[start Records to process]
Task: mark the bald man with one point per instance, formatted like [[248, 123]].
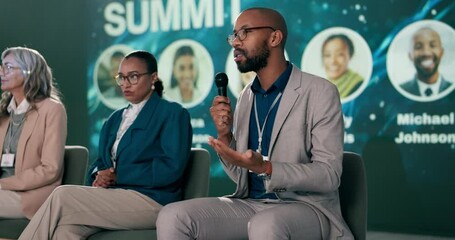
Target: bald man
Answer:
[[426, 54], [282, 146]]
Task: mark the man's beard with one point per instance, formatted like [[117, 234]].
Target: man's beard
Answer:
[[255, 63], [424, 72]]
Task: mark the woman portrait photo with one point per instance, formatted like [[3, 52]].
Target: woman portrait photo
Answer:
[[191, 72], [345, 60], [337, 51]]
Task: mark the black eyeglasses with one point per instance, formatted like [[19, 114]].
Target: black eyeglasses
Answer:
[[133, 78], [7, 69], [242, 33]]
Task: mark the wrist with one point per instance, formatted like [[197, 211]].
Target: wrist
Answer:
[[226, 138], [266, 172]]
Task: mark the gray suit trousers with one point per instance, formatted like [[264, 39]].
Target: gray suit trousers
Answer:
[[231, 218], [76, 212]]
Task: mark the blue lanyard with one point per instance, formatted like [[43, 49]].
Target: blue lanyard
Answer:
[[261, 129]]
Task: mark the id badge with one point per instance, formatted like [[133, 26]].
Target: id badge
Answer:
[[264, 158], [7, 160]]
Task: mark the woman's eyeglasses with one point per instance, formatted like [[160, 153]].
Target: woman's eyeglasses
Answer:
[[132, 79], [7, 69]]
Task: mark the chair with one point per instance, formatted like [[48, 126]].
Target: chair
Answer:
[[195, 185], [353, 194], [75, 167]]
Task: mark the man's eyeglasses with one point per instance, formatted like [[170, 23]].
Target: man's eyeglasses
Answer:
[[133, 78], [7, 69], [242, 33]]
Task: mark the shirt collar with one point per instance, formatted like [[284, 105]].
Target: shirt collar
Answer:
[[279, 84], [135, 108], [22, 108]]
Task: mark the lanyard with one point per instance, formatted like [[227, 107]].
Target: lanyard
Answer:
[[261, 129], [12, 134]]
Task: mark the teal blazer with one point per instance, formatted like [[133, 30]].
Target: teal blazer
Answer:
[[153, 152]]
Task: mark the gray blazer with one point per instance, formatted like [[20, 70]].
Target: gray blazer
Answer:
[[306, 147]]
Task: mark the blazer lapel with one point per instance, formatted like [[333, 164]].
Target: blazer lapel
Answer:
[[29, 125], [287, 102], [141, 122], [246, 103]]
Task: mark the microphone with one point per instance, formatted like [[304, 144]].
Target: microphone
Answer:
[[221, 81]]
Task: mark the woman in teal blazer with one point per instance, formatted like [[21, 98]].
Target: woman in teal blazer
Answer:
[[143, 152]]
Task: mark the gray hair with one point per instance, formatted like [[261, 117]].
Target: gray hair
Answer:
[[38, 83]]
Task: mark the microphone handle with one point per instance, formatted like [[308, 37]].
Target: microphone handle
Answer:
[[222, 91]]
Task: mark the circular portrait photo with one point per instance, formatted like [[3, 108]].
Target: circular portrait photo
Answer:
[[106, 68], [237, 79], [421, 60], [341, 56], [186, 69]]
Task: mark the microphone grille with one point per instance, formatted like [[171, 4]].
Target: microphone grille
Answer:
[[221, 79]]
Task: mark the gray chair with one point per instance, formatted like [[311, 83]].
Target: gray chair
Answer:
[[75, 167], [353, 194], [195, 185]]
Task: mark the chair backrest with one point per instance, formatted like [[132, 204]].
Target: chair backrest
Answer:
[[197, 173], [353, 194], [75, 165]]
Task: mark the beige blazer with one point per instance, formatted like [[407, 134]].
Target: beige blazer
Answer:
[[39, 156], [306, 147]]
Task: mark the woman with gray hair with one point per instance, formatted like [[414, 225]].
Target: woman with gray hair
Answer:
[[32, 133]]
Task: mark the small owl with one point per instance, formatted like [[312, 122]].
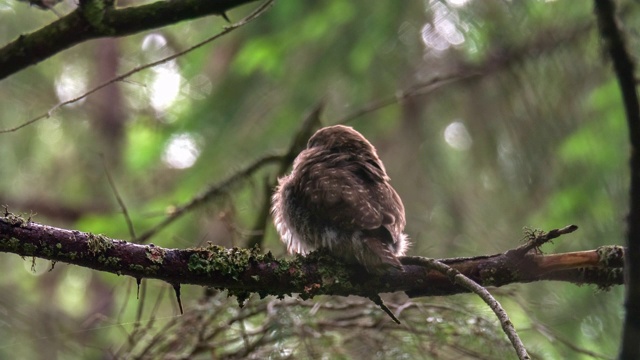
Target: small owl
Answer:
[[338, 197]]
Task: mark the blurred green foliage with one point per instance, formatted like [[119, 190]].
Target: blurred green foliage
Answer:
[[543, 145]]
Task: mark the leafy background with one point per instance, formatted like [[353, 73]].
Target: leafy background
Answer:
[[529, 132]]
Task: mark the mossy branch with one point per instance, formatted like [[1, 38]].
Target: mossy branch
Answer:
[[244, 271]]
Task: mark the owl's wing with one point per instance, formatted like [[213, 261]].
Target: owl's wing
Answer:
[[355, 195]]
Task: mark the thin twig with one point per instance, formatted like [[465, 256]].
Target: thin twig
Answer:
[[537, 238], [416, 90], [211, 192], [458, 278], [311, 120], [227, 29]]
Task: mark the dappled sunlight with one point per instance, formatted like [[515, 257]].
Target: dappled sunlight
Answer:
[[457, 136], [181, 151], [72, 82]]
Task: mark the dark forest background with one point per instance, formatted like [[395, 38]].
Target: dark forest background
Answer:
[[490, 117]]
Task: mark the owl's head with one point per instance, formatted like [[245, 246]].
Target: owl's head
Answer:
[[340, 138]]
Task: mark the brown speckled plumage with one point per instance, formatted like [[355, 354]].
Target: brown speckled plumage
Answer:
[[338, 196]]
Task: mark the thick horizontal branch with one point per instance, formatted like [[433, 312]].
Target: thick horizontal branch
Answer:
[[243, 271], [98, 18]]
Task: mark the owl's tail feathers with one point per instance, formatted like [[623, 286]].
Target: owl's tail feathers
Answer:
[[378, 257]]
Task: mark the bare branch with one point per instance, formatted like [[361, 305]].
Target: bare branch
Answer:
[end Records to process]
Exercise requirements — Write out every item above word for word, leaving the pictures out.

Response to the exercise —
Task: mark the bald man with one point per instance, formatted like [[248, 123]].
Target: bald man
Answer:
[[426, 54], [282, 146]]
Task: mark the man's beard with one point per instance, formatted like [[117, 234]].
Target: man's beard
Answer:
[[255, 63], [424, 72]]
Task: mark the woman portrait photo with one point per instance, formatted like [[3, 52]].
Target: woman portrait photo
Answer:
[[191, 72], [345, 60], [337, 51]]
Task: mark the black eyeglasses with one point per instance, formatted like [[19, 114]].
Target: black eyeglasses
Answer:
[[133, 78], [7, 69], [242, 33]]
Task: mark the wrist with one point per instance, formatted like [[197, 211]].
Target: wrist
Answer:
[[226, 138], [266, 172]]
Task: mark the gray suit trousers with one point per instance, formatted like [[264, 39]].
Target: gray suit trousers
Answer:
[[231, 218], [76, 212]]
Task: mark the blue lanyard with one point per instance, formatted like [[43, 49]].
Target: blue lanyard
Answer:
[[261, 129]]
Task: mark the id badge with one point per instance, formatted like [[133, 26]].
Target: id badge
Answer:
[[264, 158], [7, 160]]
Task: mark the woman's eyeglasses with one point per instance, formatted like [[160, 153]].
Target: woman's eyeglasses
Answer:
[[132, 79], [7, 69]]
Task: mark the chair with one point per instance, formatted like [[48, 126]].
Target: chair
Answer:
[[195, 185], [353, 194], [75, 167]]
Task: mark the man's eyeglasses with one point per instance, formatted like [[170, 23]].
Target: man's eyeglasses
Answer:
[[133, 78], [7, 69], [242, 33]]
Task: mark the shirt collar with one point per instance, formatted like [[284, 105]].
Target: shirt collar
Answer:
[[279, 84], [135, 108], [22, 108]]
Task: mark the lanyard with one point per instance, formatted like [[227, 107]].
Target: lanyard
Answer:
[[261, 129], [12, 134]]
Task: mark the teal blazer with one point per instance, formatted like [[133, 30]].
Target: teal blazer
Answer:
[[153, 152]]
Task: mark the gray blazer with one point per instance, formatted like [[20, 70]].
Target: gray blazer
Answer:
[[306, 147]]
Task: mark the blazer lapel with one point per instance, formatted like [[333, 164]].
Target: blazer lapel
Answer:
[[29, 125], [287, 102], [141, 122], [246, 103]]
Task: mark the microphone with one point per instance, formatted like [[304, 144]].
Target: microphone
Answer:
[[221, 81]]
Task: mark the woman in teal blazer with one point per instance, formatted like [[21, 98]].
Target: woman in teal blazer
Answer:
[[143, 152]]
Task: mark the gray hair with one point per instance, formatted like [[261, 117]].
Target: gray hair
Answer:
[[38, 83]]
Task: mark the microphone handle with one point per instance, formatted like [[308, 37]].
Target: microphone handle
Answer:
[[222, 91]]
Task: mark the circular portrait photo with one point per instance, formatted like [[3, 108]].
Target: circular portrait photo
Answer:
[[106, 68], [237, 79], [421, 60], [341, 56], [186, 69]]
Task: mark the microphone grille with one point per instance, formatted like [[171, 4]].
Target: microphone grille
Answer:
[[221, 79]]
Task: mark the gray chair with one point per instance, formatted like [[311, 83]].
Target: gray chair
Answer:
[[75, 167], [353, 194], [195, 185]]
Task: mark the chair backrest with one point per instance, formatted like [[132, 204]].
Target: chair backrest
Answer:
[[197, 173], [353, 194], [75, 165]]
Task: mark the beige blazer with one point per instance, formatted like [[407, 134]].
Target: beige blazer
Answer:
[[39, 156], [306, 147]]
Task: mark the woman with gray hair with one point per instance, formatted like [[414, 225]].
Target: woman with gray hair
Answer:
[[32, 133]]
Task: mark the small owl with one point per instance, formatted like [[312, 122]].
Target: small owl
Answer:
[[338, 197]]
Task: mark the blurred green foliage with one point per instance, formatted like [[119, 190]].
Target: blurred green foliage
Answer:
[[543, 145]]
Task: mark the leafy background with one point per instance, formatted like [[353, 73]].
Target: leafy background
Answer:
[[529, 132]]
Task: mark the mossy branch with one point per instance, formatted like [[1, 38]].
Target: mossy branch
Answer:
[[244, 271]]
Task: mark the owl's wing with one point per instance, formatted like [[213, 261]].
Target: owl's wing
Answer:
[[355, 195]]
Task: mark the thin twig with one point per instance, formatted like [[465, 256]].
Target: thin twig
Answer:
[[537, 238], [416, 90], [211, 192], [458, 278], [311, 120], [227, 29]]
Task: mark the dappled sunlight with one point per instance, formatted like [[515, 257]].
Target: dappled sunlight
Answer:
[[457, 136], [181, 151], [72, 82]]
Task: mark the dark forest background with one point per instance, formatted like [[395, 38]].
Target: dark forest background
Answer:
[[490, 117]]
Task: mark the owl's head with one point per instance, formatted like [[245, 246]].
Target: owl's head
Answer:
[[340, 138]]
Task: mark the brown speckled plumage with one point per instance, formatted like [[355, 354]].
Target: brown speckled plumage
Answer:
[[338, 196]]
Task: mark the thick horizontal branch with one point per instance, formatted like [[433, 312]].
Target: thick horizontal branch
Answer:
[[243, 271], [98, 18]]
Task: mark the owl's tail feathers with one point per instance, formatted like [[623, 286]].
Target: owl's tail feathers
Answer:
[[378, 257]]
Task: mark the bare branch with one point per instance, formatted like [[361, 305]].
Target: bare branch
Answer:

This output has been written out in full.